_Problème posé 1_
Répondez à ces questions sur l'extrait consacré à la méthode d'évolution :
(a) À quel objet l'extrait compare-t-il l'assemblage des segments de connaissance ?
(b) Quel est le premier réflexe lorsqu'une personne essaye d'innover ?
(c) En quoi consiste l'évolution selon l'extrait ?

Réponse : à cause de notre méthode évolutive ! (La technique spécifique que nous employons pour évoluer, donc.) En effet, notre évolution est « séquentielle et additionnelle », à savoir que pour avancer, il nous est imposé, comme méthodologie, d’ajouter un segment de connaissance à tous ceux déjà assemblés entre eux (et formant ainsi le corps de connaissance actuel.) Un peu comme si pour confectionner une canne à pêche très longue, il nous fallait assembler, en les vissant les uns aux autres, les différents segments de cette même canne à pêche. Mais cette méthodologie est assez risquée, attendu qu’elle nous impose de conserver les segments précédents et même, de nous y référer afin de leur visser nos propres découvertes ou nouveautés.

Et pour que le segment suivant puisse s’harmoniser au précédent, il doit nécessairement produire un « embout » de départ correspondant à l’embout de fin du dernier segment connu, reconnu et donc considéré comme seul utilisable.

Partant, si les segments précédents ne sont pas fiables ou simplement incomplets, notre ajout sera nécessairement faussé ou affaibli par ceux auxquels il est obligé de se relier. Cela impose également de suivre une logique de  montage ayant pour origine le passé, alors que l’évolution nécessite une marche en avant vers le futur et implique de ce fait la poursuite d’un but, et non la continuité d’une origine (ou prémisse) réputée seule valable, cela aussi reconnue et admirable qu’elle puisse être par ailleurs. Et il est un fait que lorsqu’une personne essaye d’innover, le premier réflexe est de lui réclamer de « citer ses sources » !  Preuve s’il en est que la méthode d’évolution est absolument illogique, pour ne pas dire mieux.

Avec une telle méthode, le génie se résume à suivre le même chemin que tous les autres et à détruire l’individualité, en plus de la véritable créativité, qui nécessite liberté de conscience et d’acte pour se manifester puis s’épanouir.

 

L’évolution consiste à abandonner une condition ou une connaissance pour une autre : faire durer le passé ou même tenter de construire le futur sur un passé nécessairement révolu, ne peut conduire, au mieux, qu’à une évolution imperceptible et au pire, qu’à une involution, c’est-à-dire à une régression pure et simple.

Le génie disparaît lorsque l’innovation n’est plus possible.

De fait, il importe moins de savoir si cette méthodologie sert les buts inavouables de quelques-uns, soucieux soit de conserver le pouvoir, soit de masquer leur propre incompétence à avouer leurs erreurs les plus grossières et durables, ou si elle résulte simplement d’un manque d’intelligence. L’intérêt est avant tout de prendre conscience d’une problématique puis d’en définir non pas l’origine, mais sa cause actuelle, puisque c’est actuellement que s’établit (ou se manifeste) la prise de conscience évoquée ci-dessus.

_Problème posé 2_
Dans les enregistrements, recopiez seulement les lignes allant de la ligne qui contient « Annotation task — tag each instance of the tree » à la ligne qui contient « pixel 836 220 », en substituant « Objet » à « Target » et sans rien changer d'autre.

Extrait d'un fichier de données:
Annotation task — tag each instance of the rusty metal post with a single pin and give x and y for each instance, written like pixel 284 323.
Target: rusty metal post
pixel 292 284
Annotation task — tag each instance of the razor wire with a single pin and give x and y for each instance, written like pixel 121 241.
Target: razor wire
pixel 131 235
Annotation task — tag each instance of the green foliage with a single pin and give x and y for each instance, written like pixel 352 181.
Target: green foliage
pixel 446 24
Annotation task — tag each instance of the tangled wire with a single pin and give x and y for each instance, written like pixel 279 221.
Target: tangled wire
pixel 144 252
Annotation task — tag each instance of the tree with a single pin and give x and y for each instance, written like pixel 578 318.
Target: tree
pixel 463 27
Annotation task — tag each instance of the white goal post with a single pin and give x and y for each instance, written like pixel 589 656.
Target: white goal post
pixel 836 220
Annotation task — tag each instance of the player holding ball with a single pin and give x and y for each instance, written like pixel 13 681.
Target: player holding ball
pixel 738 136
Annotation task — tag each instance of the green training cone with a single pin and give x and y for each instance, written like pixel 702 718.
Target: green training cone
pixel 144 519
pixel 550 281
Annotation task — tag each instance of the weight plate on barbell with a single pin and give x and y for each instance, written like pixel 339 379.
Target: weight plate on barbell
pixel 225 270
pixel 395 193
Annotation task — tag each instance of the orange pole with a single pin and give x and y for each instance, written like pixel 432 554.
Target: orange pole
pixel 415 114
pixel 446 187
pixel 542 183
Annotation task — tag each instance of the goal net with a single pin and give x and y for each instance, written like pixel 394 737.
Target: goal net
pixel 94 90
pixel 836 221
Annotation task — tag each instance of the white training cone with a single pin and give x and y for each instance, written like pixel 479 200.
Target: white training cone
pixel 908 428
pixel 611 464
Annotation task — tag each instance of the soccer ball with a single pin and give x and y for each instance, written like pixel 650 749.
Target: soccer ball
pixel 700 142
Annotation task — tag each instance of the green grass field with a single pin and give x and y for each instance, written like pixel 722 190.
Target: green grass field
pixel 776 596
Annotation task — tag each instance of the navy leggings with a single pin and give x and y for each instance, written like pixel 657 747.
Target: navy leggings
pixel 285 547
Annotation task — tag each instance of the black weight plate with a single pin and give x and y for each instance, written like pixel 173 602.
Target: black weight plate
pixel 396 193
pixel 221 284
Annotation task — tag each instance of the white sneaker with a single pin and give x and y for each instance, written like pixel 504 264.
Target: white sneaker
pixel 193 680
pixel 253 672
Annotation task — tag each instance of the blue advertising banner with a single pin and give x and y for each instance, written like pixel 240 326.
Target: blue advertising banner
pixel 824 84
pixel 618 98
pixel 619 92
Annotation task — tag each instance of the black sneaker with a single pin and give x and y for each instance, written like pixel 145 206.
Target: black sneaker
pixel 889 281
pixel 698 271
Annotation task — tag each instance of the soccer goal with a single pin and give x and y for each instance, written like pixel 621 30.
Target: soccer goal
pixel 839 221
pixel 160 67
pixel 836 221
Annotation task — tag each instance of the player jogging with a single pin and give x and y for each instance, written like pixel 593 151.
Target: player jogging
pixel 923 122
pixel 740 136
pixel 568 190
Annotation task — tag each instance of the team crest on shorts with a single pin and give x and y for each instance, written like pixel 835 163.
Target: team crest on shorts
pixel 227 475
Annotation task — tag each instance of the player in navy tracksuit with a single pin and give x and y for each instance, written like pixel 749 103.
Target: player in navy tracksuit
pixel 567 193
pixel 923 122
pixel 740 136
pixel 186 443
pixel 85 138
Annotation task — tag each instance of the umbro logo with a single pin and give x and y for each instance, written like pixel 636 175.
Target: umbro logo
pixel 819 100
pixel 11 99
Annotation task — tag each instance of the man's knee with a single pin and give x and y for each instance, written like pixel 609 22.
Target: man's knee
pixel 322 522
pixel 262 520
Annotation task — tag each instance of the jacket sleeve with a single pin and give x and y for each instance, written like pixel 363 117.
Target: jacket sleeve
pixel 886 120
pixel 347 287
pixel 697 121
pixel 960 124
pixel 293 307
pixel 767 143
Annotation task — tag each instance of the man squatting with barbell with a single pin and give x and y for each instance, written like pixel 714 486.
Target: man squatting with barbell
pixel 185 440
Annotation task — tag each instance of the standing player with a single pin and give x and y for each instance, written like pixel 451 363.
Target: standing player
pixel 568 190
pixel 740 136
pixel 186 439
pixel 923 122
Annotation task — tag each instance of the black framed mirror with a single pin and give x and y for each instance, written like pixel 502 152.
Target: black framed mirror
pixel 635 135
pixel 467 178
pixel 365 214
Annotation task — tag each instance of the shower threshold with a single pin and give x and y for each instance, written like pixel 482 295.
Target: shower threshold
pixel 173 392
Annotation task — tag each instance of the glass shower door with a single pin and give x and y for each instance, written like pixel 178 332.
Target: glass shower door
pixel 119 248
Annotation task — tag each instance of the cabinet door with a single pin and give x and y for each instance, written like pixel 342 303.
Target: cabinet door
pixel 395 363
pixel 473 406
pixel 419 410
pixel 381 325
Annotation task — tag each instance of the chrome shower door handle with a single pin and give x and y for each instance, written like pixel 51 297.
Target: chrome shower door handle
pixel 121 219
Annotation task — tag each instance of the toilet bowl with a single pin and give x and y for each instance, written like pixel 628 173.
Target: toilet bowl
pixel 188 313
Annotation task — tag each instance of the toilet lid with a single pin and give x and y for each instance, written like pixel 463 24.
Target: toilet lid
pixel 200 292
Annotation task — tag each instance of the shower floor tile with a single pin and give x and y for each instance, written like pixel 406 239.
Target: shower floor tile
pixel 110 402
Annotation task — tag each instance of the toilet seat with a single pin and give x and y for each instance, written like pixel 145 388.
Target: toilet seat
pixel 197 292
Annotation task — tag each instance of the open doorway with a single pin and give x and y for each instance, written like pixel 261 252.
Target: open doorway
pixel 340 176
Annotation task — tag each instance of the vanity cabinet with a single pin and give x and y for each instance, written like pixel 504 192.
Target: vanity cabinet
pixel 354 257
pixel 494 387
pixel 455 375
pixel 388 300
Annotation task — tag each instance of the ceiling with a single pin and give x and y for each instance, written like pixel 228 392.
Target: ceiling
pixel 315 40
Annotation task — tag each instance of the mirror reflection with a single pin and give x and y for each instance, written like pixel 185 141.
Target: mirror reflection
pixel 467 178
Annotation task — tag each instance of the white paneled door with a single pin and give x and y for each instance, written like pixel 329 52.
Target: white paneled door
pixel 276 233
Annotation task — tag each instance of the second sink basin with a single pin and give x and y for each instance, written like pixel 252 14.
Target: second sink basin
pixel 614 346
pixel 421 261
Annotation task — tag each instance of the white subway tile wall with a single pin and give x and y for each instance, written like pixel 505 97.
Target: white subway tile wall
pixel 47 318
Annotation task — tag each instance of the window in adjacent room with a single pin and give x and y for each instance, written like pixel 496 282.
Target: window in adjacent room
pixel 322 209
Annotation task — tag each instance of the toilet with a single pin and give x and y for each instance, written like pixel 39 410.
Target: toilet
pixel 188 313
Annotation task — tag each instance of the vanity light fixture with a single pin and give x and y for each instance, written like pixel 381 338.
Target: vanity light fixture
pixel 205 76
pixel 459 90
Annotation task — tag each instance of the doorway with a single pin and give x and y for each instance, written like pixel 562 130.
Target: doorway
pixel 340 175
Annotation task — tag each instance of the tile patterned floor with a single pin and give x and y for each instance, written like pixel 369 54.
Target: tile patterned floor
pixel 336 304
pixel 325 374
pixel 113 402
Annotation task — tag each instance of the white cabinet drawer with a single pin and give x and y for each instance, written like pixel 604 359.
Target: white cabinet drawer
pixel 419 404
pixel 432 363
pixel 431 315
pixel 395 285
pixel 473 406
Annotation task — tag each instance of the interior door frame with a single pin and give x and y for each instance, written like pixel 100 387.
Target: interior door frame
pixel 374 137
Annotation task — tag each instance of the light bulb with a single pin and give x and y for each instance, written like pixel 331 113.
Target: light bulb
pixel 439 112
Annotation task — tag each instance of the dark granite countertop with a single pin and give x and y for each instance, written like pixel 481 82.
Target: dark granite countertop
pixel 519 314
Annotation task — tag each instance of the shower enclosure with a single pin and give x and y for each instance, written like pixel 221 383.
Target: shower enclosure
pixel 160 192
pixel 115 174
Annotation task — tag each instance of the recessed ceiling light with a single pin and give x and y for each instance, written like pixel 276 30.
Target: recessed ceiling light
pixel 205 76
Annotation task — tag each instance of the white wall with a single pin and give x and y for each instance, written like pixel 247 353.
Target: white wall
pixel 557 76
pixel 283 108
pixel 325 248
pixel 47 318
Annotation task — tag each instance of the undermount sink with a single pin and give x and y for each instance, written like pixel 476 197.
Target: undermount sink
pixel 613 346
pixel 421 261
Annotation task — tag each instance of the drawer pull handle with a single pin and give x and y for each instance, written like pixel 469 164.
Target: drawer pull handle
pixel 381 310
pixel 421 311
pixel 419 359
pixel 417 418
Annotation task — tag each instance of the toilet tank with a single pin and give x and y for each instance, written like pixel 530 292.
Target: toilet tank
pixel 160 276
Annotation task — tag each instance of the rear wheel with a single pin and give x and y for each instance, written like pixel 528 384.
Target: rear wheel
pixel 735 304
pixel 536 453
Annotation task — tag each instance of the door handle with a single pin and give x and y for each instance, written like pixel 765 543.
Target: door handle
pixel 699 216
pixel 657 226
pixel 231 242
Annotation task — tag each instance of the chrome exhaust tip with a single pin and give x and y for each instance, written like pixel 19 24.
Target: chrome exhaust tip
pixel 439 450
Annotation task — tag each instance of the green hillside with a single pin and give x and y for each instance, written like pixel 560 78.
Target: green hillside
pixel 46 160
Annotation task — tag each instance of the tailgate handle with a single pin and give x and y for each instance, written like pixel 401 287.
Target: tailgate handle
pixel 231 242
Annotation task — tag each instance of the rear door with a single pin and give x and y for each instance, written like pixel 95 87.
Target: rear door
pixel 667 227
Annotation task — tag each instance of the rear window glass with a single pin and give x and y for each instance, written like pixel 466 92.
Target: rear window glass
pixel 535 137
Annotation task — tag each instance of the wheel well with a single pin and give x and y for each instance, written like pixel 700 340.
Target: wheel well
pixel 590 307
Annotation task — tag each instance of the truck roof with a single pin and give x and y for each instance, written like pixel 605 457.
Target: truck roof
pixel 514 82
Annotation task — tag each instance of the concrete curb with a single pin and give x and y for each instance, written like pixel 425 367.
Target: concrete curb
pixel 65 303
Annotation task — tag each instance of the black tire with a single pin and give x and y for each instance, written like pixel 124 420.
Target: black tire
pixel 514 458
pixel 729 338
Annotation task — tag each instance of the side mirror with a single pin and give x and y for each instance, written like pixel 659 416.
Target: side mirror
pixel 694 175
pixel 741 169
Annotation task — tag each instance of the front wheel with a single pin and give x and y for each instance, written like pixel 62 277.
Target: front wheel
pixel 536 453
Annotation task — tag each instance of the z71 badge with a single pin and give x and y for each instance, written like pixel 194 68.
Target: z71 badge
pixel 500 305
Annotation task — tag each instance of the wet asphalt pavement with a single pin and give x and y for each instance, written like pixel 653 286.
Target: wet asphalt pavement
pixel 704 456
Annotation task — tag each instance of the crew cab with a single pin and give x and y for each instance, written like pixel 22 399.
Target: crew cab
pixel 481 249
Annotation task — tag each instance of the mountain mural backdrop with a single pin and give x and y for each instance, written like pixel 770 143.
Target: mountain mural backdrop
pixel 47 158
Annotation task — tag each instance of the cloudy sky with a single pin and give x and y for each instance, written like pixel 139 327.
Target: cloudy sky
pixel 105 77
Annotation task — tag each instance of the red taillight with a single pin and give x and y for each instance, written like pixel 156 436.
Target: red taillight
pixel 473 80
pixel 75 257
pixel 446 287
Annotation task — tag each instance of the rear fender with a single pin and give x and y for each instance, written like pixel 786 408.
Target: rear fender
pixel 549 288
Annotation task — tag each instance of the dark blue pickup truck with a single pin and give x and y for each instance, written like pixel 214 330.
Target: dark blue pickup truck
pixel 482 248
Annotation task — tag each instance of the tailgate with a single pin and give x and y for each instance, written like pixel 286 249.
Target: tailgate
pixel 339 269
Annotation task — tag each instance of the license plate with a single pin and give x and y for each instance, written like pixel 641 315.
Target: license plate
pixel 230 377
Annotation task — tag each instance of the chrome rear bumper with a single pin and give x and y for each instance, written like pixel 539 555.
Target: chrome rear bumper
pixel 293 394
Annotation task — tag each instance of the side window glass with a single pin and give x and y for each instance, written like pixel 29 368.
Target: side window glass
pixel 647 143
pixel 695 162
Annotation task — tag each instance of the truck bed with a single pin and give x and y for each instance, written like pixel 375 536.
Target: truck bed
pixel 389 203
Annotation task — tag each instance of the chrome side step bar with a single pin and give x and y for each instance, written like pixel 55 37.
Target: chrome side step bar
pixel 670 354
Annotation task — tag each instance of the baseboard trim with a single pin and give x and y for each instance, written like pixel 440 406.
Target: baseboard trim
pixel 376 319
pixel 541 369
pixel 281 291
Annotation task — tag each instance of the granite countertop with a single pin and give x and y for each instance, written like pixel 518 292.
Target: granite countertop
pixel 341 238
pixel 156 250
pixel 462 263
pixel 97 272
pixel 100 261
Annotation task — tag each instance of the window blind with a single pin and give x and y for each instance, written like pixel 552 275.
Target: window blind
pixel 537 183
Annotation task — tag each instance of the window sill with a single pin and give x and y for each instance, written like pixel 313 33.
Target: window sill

_Réponse complète 1_
(a) À une canne à pêche très longue, dont on assemble les segments en les vissant les uns aux autres.
(b) Lui réclamer de « citer ses sources ».
(c) À abandonner une condition ou une connaissance pour une autre.

_Réponse complète 2_
Annotation task — tag each instance of the tree with a single pin and give x and y for each instance, written like pixel 578 318.
Objet: tree
pixel 463 27
Annotation task — tag each instance of the white goal post with a single pin and give x and y for each instance, written like pixel 589 656.
Objet: white goal post
pixel 836 220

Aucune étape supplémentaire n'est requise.